## Exercise details
Exactly the lines from the one containing "Where in the photo below can the brown" through the final line of the listing are to be retyped, and nothing more.

Records of labeled points:
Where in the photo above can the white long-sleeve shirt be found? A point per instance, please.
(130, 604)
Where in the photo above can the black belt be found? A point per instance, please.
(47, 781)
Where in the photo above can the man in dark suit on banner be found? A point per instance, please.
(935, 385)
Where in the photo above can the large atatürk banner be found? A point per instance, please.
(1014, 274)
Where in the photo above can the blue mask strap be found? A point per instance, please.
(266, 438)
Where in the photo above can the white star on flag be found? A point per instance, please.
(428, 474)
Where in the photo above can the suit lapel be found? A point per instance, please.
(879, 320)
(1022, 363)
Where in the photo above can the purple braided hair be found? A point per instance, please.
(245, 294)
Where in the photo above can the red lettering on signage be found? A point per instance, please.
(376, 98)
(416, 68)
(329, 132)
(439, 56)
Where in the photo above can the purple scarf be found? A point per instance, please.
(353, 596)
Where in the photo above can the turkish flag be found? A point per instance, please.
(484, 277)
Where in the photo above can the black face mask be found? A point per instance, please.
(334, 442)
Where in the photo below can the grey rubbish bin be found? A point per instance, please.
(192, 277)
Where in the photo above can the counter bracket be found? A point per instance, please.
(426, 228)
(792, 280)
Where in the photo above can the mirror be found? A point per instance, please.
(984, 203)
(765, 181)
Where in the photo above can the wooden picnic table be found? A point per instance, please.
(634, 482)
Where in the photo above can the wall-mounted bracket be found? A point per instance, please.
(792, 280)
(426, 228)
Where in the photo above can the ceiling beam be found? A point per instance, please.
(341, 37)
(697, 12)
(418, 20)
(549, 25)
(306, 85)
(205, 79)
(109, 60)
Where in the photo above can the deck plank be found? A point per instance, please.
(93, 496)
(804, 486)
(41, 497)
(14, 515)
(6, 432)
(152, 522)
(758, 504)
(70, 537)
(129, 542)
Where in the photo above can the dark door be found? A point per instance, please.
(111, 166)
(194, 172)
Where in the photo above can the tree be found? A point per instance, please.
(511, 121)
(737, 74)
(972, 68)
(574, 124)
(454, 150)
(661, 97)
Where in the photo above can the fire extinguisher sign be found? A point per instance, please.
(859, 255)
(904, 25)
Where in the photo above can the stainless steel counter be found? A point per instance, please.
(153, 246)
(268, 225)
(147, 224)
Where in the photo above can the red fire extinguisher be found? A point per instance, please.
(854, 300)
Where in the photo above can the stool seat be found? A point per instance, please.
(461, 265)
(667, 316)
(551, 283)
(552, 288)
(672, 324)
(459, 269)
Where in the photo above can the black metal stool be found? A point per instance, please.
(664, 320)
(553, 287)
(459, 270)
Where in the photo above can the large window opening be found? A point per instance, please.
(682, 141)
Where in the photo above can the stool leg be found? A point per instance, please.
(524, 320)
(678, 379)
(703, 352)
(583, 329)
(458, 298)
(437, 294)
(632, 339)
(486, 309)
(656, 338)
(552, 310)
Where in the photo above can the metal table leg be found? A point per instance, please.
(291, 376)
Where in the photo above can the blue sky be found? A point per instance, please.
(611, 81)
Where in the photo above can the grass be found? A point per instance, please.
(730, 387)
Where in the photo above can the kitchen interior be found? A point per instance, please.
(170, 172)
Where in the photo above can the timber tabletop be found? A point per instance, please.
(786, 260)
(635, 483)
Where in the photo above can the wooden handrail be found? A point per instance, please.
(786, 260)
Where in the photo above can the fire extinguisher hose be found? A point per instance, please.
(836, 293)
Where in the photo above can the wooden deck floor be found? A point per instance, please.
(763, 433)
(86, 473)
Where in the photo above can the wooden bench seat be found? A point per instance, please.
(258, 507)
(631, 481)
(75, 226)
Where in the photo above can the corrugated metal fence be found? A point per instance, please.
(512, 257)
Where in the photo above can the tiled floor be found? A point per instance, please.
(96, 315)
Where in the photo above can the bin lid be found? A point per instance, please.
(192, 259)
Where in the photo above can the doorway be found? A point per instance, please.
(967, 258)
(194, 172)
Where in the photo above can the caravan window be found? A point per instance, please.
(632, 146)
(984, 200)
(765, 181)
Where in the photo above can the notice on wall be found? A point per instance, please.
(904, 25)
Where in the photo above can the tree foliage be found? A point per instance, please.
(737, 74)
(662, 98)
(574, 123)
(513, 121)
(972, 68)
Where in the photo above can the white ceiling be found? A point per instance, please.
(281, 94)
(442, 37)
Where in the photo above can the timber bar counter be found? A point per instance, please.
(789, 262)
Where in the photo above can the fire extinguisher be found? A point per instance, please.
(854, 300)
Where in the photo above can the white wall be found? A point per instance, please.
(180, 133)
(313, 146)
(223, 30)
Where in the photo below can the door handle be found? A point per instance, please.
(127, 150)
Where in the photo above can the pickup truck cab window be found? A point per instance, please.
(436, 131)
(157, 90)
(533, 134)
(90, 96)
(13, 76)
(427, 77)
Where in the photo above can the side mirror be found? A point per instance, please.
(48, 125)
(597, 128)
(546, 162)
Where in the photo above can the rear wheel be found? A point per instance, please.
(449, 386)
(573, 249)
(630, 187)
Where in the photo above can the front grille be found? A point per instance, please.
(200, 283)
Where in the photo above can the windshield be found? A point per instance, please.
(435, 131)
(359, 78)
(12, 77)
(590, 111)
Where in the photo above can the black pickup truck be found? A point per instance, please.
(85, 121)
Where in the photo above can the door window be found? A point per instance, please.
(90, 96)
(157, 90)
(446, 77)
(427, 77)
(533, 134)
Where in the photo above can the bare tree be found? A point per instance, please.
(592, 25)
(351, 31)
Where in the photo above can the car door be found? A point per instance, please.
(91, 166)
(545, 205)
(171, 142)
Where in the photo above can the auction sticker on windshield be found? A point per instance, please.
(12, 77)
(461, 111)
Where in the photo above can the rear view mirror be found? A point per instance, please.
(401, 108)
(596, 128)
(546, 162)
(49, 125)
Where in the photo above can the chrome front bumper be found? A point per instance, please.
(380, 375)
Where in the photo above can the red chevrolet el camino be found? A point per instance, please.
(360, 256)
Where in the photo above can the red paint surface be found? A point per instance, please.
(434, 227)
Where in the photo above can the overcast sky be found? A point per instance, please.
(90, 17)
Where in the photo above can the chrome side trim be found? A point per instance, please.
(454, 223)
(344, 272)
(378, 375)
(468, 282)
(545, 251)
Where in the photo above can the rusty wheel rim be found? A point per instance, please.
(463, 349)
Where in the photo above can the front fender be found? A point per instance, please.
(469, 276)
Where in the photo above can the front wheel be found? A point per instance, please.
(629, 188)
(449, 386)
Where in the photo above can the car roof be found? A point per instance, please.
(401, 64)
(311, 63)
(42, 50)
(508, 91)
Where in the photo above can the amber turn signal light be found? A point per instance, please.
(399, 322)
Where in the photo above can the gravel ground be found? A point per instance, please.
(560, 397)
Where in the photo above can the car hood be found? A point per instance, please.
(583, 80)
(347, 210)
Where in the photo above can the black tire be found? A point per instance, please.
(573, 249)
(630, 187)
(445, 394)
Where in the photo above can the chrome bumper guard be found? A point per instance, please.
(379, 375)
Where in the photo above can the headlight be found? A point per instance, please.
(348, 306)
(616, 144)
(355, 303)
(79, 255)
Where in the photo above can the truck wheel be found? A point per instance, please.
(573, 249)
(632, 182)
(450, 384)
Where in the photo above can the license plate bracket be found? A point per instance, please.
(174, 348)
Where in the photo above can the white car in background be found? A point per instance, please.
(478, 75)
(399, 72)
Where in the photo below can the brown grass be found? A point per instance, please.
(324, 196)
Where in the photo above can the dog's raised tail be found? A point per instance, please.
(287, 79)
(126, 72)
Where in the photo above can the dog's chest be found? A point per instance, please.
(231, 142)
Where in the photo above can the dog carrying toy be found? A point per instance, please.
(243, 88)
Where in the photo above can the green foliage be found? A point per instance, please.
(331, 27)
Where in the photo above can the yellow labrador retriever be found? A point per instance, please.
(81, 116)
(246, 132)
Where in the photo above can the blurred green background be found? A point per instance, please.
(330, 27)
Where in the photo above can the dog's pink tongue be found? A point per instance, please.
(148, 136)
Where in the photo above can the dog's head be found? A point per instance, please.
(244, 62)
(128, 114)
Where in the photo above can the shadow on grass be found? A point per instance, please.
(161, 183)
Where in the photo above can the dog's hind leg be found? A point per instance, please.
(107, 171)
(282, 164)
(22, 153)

## The reply
Where in the photo below can the brown grass be found? A point per instance, please.
(324, 196)
Where in the photo above can the dog's raised tail be found? A point per instance, please.
(287, 79)
(126, 72)
Where in the photo above can the dog's chest be found? A point per instance, please.
(231, 142)
Where in the photo above can the dog carrying toy be found? A point per instance, please.
(243, 88)
Where in the photo above can the green foliage be found? A point per instance, please.
(331, 27)
Where in the photo above can the yellow labrador retriever be found? A point per instance, please.
(81, 116)
(246, 132)
Where in the photo above can the blurred green background be found? A point per instance, please.
(330, 27)
Where in the photo above can the dog's pink tongue be found? A point per instance, please.
(148, 136)
Where in the photo above can the dog's head be found? A point per instance, please.
(244, 62)
(128, 114)
Where in the photo above can the shadow on grass be found? A point per instance, please.
(161, 183)
Where in the photo above can the dog's hind leg be found? A point per instance, please.
(107, 171)
(282, 164)
(22, 153)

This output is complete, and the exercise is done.